OBJETIVO DEL EJERCICIO
Según el fragmento, ¿por qué una mirada cariñosa a los hermanos musulmanes debería despertar compasión?

FRAGMENTO DEL TEXTO
○ ○ ○

Zac 2, 14-17; Jdt 13; Ap 21, 3-5; Jn 19, 25-27
(En Madrid: Nuestra Señora, la Virgen de la Almudena)

Vaya por delante que siento un gran respeto por todos aquellos hermanos míos que profesan la religión musulmana; sé con cuánto cariño están sus nombres grabados en el Corazón de Cristo. Siento repugnancia cada vez que, en los medios de comunicación, contemplo a nuestros conciudadanos burlándose de las tradiciones islámicas. Llevan los periodistas una «burka» a unos grandes almacenes, y se la enfundan a una señora occidental que hace la compra con tarjeta de crédito. La señora exclama: «¡Qué horror! ¡Qué cárcel! ¿Cómo pueden someterse a esto?»… Y yo sufro. Sufro porque me parece insultante; porque esa señora burguesa está mirando por encima del hombro a una mujer que es su hermana; porque veo más desdén que compasión; porque sé que si una mujer afgana, desde su burka, contemplara la escena, se sentiría insultada y humillada; porque la frivolidad no es el modo de abordar costumbres que hunden sus raíces en hondas creencias. Una mirada cariñosa a nuestros hermanos musulmanes, en lugar de desdén y rechazo, debería alumbrar en nuestras almas compasión y culpabilidad. Compasión, porque ellos no conocen la liberación que Cristo ha venido a traer; culpabilidad, porque no se la hemos anunciado.

○ ○ ○

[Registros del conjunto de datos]
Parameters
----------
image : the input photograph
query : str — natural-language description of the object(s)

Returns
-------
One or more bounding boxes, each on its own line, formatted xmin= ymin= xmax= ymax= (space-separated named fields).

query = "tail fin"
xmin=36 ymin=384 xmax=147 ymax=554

○ ○ ○

SOLUCIÓN
Porque ellos no conocen la liberación que Cristo ha venido a traer.